**TASK BRIEF:** Copy out the records below word for word, keeping every line unchanged and in its original order.

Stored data
★ ★ ★
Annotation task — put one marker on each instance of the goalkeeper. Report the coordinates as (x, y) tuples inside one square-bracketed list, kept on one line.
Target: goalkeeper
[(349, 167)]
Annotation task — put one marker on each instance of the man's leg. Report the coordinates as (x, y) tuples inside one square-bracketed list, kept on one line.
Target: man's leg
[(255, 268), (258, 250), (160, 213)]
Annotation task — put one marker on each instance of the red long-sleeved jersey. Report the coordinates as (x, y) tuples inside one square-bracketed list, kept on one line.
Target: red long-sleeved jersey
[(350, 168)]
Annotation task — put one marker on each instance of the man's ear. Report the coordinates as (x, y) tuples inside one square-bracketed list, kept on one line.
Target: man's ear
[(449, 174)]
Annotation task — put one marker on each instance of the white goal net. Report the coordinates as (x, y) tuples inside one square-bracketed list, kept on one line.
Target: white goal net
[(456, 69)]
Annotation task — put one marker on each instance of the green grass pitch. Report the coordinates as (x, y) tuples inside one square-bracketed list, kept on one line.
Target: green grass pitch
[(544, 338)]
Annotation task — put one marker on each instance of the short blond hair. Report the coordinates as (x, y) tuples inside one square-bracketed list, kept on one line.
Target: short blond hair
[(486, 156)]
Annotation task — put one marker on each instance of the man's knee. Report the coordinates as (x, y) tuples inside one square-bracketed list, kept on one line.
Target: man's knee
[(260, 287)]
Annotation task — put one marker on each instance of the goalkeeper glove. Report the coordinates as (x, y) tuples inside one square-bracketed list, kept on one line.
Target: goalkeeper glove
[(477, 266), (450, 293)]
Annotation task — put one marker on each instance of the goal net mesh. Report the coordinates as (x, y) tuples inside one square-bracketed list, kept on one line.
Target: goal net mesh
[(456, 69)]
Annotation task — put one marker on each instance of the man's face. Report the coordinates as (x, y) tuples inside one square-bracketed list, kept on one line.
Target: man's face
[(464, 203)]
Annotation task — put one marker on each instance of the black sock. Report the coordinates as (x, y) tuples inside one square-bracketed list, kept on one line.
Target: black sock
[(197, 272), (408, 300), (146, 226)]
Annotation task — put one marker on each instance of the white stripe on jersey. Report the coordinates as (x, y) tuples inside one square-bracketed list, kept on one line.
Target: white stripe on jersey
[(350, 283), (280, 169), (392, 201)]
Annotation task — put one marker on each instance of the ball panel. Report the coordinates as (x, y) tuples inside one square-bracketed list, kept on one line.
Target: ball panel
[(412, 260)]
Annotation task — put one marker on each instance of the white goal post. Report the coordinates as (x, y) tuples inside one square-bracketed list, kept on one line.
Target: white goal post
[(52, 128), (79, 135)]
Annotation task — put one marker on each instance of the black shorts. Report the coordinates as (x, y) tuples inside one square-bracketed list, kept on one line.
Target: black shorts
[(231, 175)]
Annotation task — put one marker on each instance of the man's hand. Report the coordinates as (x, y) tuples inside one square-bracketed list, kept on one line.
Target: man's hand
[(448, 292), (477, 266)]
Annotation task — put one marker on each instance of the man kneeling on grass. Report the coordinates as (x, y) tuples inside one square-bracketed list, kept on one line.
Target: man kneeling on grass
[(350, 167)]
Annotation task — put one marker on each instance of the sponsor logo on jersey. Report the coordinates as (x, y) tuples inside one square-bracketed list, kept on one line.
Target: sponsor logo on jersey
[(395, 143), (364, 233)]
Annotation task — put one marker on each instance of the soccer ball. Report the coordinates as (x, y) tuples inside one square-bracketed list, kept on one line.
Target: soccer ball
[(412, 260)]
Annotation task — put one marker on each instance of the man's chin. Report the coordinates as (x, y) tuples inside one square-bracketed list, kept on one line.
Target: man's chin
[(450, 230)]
★ ★ ★
**SOLUTION BELOW:**
Annotation task — put one marker on each instance of the goalkeeper. Report the coordinates as (x, y) tuples inside one square-bracketed list, kept on one line.
Target: goalkeeper
[(349, 167)]
Annotation task — put one marker on each instance of the man's leg. Report the coordinates as (x, y) tuples inside one square-bracketed list, kept on one line.
Target: man's leg
[(255, 268), (258, 250), (160, 213)]
Annotation task — put one marker on each instance of the red long-sleeved jersey. Report the coordinates as (x, y) tuples inside one square-bracketed list, kept on one line.
Target: red long-sleeved jersey
[(350, 168)]
Annotation task — put one marker on each instance of the man's ear. Report the coordinates as (x, y) tuples inside one square-bracketed list, kept on one line.
Target: man's ear
[(449, 174)]
Annotation task — put one marker on each instance of the white goal net. Report the coordinates as (x, y) tuples inside one square-bracketed list, kept on one line.
Target: white goal net
[(456, 69)]
Annotation task — put one marker on each instance of the green grass pitch. Report the coordinates as (x, y) tuples inside one square-bracketed list, kept on one line.
Target: green grass pitch
[(544, 338)]
Annotation task — put one marker on each instance of the short blond hair. Report the coordinates as (x, y) tuples inside one square-bracketed list, kept on one line.
Target: short blond hair
[(486, 156)]
Annotation task — put one marker on each instance of the man's knee. Report the coordinates as (x, y) tuples inside one square-bracketed list, kept on one line.
Target: man's knee
[(260, 287)]
Annotation task — put one marker on each instance of the goalkeeper glove. Report the coordinates as (x, y) tuples inside one square-bracketed list, kept on one line.
Target: goalkeeper glove
[(477, 266), (450, 293)]
Annotation task — put one marker on each instance of the goal net mesh. Report the coordinates as (x, y) tuples inside one square-bracketed list, kept on one line.
Target: goal net mesh
[(456, 69)]
Annotation task — put one marker on each instance of the man's face. Report the coordinates as (x, y) tuples inside one square-bracketed list, kept on one line.
Target: man's face
[(464, 203)]
Annotation task — put one marker on each instance of the black sock. Report the coordinates as (x, y) tuples inside one square-bracketed list, kept on one line.
Target: black sock
[(197, 272), (408, 300), (146, 226)]
Annotation task — put one marker on each instance of the white stripe on jersey. Report the coordinates as (x, y) tuples inside one square-bracketed list, kept on one line.
Target: white stripe on jersey
[(350, 283), (280, 169), (392, 201)]
Annotation task — put one marker on each instance of the ball panel. Report the coordinates as (x, y) tuples inside one square-bracketed list, kept on one line.
Target: ball panel
[(412, 260)]
Annotation task — put one marker on each instance of the white goal post. Report the coordinates as (x, y) tuples inside one square-bracketed list, kept on one line.
Target: white goal post
[(52, 128), (79, 135)]
Annotation task — put one marker on each instance of the black shorts. Report the coordinates as (x, y) tuples inside one square-bracketed list, kept on one line.
Target: black shorts
[(231, 175)]
Annotation task — put one marker on each instance of the man's hand. Report the coordinates as (x, y) tuples inside one square-bracketed list, kept on one line.
Target: man's hand
[(448, 292), (477, 266)]
Annotation task — put one marker on each instance of the man kneeling on grass. Report the coordinates as (x, y) tuples inside one square-bracketed list, kept on one line.
Target: man kneeling on grass
[(350, 167)]
Annotation task — put one marker on each instance of the sponsor logo on jersey. Report the coordinates as (x, y) tuples inside one square-bracketed list, kept on one line.
Target: sponsor logo on jersey
[(395, 143), (364, 233)]
Annotation task — put one marker on each instance of the soccer ball. Report the coordinates as (x, y) tuples inside one square-bracketed list, kept on one line.
Target: soccer ball
[(412, 260)]
Annotation task — put one marker on each instance of the man's chin. Report the coordinates as (x, y) tuples inside one square-bracketed list, kept on one line.
Target: man's chin
[(450, 230)]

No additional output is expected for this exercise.